### Information supplied
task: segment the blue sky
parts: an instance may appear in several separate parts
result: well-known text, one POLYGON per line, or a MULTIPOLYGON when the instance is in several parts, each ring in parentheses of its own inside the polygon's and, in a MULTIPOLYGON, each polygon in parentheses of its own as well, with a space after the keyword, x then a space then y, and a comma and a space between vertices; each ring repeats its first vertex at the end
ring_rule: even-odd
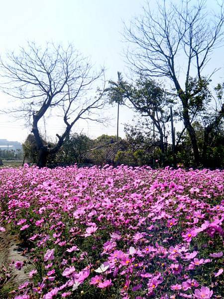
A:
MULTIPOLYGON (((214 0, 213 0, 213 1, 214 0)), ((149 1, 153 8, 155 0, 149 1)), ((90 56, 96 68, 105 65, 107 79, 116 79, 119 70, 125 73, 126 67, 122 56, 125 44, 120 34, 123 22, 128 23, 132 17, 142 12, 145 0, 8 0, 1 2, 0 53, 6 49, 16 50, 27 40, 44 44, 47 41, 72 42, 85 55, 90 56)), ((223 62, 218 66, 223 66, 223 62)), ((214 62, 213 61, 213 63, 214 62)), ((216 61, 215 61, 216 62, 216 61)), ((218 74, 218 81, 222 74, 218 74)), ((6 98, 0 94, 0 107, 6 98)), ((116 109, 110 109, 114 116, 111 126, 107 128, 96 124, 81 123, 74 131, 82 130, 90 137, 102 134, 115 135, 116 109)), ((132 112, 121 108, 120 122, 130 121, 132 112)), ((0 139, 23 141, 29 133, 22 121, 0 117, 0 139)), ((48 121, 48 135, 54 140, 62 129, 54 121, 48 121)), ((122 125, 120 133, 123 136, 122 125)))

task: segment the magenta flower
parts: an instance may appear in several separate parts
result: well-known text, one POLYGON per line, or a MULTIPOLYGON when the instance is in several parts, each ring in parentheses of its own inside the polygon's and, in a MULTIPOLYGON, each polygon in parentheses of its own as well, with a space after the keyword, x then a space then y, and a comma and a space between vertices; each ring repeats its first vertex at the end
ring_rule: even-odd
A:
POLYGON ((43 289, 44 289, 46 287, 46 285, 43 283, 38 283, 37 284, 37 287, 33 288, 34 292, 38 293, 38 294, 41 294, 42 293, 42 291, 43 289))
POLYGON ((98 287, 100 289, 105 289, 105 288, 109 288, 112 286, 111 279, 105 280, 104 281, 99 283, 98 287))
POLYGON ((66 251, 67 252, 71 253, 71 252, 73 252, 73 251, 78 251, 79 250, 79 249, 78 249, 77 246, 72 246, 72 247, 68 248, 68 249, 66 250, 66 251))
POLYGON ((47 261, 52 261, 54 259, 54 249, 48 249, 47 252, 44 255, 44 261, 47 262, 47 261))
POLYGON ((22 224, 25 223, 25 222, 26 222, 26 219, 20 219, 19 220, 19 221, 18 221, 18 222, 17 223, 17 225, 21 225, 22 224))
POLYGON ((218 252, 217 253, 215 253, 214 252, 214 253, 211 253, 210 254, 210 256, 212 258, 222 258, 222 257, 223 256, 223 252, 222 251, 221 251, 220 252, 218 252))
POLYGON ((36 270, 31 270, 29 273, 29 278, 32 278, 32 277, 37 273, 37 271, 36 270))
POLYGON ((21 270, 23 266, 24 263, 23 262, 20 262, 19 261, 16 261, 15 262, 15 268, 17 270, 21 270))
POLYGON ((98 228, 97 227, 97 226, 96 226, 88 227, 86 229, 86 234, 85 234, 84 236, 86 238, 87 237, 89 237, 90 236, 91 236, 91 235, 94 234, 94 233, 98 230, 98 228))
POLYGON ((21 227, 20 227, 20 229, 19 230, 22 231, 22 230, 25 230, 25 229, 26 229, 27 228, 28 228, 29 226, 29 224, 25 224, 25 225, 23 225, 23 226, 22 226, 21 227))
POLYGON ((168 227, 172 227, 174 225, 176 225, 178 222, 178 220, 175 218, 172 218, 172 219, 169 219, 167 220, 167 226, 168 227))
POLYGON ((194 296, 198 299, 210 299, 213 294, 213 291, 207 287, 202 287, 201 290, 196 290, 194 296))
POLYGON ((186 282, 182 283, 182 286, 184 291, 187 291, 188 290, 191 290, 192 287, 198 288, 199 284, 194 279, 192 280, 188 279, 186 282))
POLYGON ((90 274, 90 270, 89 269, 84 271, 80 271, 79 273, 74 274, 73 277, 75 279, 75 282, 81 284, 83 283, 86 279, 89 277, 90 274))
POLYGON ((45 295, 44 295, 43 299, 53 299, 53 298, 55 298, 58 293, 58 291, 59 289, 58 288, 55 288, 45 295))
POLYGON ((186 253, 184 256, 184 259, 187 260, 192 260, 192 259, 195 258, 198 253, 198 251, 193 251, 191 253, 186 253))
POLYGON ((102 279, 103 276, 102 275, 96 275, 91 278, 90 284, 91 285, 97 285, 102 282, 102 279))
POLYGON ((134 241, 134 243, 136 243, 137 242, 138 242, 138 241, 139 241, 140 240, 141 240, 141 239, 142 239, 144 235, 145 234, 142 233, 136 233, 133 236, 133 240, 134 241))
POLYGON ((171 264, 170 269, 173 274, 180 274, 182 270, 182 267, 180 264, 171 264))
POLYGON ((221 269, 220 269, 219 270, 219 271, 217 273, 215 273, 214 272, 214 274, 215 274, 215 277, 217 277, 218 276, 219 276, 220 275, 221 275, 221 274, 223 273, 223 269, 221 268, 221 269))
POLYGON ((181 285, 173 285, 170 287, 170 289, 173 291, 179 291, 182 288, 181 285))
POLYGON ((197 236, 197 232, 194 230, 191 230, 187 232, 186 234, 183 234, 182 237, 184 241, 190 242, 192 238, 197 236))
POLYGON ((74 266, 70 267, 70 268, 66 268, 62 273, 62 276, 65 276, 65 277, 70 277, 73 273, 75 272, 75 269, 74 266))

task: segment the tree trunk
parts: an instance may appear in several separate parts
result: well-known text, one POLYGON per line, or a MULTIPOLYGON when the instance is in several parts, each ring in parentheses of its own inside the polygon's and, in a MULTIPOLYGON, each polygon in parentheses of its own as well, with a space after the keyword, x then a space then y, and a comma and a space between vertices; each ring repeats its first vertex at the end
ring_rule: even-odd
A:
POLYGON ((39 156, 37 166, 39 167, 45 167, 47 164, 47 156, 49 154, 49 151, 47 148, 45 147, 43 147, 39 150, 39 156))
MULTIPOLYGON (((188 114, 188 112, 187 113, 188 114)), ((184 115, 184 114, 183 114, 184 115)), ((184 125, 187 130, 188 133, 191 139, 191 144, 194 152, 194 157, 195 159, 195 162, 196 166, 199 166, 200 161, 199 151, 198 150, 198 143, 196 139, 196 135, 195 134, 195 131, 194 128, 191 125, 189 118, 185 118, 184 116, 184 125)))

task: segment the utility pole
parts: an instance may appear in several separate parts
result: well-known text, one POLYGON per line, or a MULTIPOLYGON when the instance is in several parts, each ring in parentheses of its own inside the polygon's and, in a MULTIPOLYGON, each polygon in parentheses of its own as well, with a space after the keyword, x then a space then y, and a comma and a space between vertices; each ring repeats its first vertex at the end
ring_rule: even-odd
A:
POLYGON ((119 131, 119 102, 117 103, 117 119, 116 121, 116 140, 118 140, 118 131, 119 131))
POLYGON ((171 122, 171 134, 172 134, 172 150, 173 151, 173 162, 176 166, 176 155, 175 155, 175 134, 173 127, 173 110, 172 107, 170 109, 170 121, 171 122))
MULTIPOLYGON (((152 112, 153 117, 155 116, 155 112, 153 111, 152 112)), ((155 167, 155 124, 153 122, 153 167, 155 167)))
######
### Information supplied
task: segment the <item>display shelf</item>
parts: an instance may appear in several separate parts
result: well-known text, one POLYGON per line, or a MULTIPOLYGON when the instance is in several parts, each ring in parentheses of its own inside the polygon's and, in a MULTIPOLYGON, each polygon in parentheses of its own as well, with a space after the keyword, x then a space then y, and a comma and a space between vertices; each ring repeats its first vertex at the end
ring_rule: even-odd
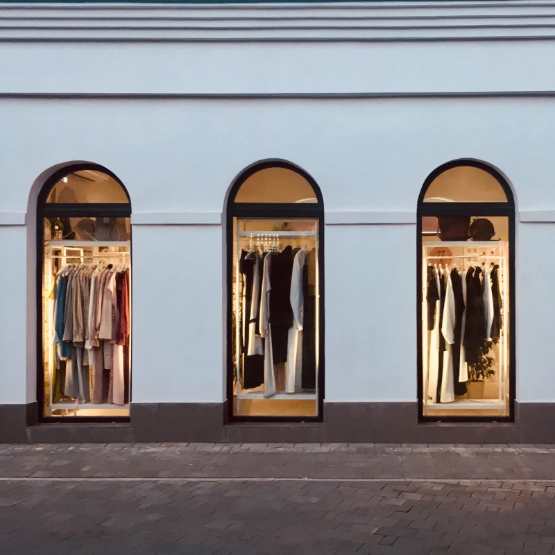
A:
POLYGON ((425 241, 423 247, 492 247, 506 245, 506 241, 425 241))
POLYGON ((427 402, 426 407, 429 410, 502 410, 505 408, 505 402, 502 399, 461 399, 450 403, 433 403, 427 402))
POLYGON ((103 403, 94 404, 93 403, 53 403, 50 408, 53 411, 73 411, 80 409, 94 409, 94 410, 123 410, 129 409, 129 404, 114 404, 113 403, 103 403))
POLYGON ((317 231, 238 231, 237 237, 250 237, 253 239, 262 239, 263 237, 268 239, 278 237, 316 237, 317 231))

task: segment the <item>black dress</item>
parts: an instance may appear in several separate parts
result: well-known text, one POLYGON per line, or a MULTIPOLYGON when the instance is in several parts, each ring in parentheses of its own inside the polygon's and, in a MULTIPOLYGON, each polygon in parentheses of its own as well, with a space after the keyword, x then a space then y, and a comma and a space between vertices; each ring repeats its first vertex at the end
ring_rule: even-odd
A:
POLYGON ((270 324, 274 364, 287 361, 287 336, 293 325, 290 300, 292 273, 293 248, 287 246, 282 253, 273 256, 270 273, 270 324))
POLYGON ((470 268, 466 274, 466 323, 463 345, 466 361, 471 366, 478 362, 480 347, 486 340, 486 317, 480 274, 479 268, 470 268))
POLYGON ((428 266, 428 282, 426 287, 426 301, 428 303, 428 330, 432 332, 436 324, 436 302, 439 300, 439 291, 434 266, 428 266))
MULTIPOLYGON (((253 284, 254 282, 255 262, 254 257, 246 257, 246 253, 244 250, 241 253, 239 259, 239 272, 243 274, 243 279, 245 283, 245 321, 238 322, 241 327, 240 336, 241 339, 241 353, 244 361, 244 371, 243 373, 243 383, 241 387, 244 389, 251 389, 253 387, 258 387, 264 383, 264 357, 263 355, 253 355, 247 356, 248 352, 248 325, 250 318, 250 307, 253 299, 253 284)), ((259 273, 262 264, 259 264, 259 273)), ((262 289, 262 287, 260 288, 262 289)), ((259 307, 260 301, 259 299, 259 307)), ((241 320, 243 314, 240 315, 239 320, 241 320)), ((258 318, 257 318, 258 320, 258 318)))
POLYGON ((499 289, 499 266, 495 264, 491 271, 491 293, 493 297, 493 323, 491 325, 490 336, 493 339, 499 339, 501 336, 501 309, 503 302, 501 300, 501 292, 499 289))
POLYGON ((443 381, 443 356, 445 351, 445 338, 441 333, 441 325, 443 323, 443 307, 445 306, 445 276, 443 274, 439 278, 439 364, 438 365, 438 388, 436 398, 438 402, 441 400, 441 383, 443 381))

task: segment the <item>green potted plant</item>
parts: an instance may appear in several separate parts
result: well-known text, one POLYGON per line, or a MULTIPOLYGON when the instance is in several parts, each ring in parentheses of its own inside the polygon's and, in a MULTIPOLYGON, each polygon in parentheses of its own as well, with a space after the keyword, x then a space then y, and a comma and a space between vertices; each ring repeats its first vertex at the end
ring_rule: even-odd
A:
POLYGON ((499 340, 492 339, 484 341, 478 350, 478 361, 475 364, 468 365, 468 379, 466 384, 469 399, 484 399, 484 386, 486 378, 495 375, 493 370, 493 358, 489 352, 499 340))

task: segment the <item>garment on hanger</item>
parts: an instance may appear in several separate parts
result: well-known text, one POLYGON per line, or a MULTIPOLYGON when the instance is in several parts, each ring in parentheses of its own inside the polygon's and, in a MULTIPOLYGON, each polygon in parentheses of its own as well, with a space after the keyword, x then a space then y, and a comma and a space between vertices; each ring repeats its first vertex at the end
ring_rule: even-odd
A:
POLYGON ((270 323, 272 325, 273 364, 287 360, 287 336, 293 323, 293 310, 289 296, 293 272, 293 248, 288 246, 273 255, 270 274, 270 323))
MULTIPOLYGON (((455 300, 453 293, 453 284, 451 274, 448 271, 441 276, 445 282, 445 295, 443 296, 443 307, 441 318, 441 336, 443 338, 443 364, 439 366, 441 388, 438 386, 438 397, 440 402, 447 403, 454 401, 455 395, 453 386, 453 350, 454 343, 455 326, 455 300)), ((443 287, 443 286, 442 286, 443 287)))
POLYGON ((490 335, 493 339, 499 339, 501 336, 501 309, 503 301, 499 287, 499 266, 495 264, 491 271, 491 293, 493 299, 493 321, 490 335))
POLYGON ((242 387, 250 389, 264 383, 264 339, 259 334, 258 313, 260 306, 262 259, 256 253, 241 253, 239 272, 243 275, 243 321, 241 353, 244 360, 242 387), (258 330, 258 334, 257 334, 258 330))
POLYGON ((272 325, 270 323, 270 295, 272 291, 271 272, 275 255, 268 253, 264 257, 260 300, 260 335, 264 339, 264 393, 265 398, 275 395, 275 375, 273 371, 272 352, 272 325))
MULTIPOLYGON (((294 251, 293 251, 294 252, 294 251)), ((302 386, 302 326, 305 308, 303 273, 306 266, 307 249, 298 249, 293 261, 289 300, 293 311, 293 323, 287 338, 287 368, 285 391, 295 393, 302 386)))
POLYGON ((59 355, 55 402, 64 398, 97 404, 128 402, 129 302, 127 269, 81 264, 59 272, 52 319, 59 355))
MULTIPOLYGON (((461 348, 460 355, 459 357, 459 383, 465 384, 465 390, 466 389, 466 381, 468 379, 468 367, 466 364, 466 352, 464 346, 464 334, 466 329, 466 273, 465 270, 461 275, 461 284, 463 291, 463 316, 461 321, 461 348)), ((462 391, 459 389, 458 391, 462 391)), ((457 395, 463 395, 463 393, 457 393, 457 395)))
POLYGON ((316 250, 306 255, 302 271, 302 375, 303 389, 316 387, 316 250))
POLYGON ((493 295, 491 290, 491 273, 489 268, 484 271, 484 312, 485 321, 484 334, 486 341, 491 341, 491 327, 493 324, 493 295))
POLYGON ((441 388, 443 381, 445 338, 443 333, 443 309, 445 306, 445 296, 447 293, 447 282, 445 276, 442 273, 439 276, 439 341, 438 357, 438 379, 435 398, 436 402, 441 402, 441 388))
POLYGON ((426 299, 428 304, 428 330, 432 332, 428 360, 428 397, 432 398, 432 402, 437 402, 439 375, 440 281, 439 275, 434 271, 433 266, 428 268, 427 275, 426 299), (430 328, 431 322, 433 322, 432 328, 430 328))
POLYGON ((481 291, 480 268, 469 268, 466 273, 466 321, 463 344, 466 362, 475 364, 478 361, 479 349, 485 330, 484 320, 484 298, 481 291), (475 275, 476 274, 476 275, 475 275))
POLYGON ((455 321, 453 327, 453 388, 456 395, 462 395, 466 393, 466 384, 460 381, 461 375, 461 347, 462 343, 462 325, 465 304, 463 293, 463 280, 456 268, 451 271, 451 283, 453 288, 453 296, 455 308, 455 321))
######
### Information supplied
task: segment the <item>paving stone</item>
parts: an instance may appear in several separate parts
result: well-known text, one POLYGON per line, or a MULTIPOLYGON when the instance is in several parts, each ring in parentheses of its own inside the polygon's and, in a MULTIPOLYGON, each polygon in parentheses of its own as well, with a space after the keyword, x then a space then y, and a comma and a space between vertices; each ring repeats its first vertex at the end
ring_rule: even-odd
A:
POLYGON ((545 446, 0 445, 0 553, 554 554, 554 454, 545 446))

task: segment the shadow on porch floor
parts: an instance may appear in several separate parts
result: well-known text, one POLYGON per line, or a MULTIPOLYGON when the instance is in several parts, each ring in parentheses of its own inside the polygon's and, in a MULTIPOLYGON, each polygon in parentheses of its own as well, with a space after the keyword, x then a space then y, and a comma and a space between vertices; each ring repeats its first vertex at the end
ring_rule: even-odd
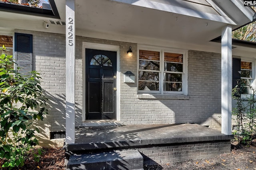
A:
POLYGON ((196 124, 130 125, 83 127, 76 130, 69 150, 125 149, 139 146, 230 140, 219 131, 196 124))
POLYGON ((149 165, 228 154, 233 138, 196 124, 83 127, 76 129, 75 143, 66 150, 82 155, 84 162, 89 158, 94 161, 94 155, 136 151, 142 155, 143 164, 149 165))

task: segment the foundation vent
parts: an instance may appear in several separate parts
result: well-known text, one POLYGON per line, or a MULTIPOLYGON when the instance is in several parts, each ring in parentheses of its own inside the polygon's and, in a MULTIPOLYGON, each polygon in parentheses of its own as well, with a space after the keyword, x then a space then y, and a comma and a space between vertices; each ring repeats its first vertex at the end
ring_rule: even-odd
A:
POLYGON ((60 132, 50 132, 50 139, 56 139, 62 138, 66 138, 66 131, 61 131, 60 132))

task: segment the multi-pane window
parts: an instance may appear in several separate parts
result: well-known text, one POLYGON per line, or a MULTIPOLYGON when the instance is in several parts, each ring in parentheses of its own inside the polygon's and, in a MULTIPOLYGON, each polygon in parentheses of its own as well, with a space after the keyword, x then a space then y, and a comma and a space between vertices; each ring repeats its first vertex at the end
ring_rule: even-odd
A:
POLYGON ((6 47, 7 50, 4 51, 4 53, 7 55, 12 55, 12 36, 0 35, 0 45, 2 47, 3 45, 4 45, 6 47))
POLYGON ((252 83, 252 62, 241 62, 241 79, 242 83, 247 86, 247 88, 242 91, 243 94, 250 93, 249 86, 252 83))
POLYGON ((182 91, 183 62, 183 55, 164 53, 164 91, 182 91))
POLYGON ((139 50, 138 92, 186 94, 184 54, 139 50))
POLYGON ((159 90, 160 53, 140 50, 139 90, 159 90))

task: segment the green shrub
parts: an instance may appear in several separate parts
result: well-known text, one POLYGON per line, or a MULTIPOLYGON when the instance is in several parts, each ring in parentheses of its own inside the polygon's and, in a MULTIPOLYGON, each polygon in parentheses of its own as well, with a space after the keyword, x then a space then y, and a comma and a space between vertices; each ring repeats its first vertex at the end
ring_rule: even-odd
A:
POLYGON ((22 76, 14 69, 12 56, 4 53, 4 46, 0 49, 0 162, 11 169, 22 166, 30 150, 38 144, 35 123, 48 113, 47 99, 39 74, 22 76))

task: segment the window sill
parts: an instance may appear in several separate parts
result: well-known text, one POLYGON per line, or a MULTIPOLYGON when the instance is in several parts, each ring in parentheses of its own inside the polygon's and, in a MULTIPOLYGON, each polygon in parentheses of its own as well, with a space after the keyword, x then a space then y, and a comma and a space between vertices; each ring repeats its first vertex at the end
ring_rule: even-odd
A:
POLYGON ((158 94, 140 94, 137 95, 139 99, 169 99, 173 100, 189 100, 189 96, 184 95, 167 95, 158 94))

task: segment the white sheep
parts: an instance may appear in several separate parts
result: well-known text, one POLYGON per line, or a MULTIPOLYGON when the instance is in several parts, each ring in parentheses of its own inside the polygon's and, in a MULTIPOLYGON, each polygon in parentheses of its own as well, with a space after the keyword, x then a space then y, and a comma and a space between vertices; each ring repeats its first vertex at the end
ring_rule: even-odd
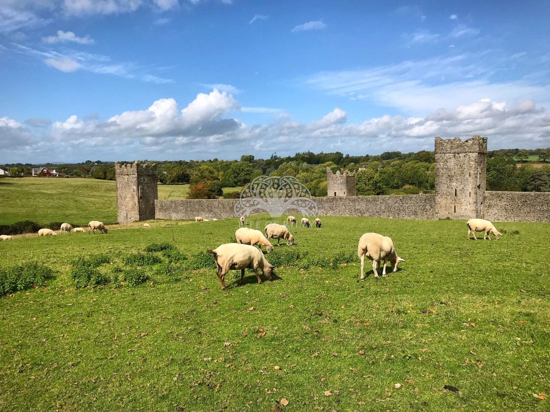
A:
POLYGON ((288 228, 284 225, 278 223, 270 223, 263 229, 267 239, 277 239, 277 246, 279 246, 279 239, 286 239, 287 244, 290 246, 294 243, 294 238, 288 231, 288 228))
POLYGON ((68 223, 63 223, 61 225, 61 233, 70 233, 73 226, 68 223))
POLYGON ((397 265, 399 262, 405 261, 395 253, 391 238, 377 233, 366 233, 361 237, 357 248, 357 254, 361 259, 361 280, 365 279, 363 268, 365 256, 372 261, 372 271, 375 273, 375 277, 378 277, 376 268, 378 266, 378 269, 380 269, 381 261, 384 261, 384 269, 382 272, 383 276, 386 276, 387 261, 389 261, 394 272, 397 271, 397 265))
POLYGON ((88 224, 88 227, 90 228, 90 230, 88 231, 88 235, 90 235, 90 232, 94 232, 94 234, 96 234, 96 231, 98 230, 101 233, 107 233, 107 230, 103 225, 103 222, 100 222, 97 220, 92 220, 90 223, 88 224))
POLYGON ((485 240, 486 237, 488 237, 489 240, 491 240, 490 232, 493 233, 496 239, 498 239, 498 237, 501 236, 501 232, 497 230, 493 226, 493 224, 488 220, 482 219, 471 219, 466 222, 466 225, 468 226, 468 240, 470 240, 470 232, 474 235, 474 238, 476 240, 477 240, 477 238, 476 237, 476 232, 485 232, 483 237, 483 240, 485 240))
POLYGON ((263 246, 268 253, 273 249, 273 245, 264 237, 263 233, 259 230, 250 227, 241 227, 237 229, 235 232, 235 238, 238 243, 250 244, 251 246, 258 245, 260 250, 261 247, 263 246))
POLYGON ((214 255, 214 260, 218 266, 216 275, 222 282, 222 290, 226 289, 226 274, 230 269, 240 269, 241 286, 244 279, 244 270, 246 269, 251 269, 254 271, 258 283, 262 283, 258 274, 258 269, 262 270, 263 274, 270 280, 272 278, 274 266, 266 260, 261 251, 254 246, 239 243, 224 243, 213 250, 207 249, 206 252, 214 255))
######
What is asked: Return every line of the items above that contains the string "window". The match is case-sensitive.

Written answer:
task: segment the multi-pane window
task: segment the window sill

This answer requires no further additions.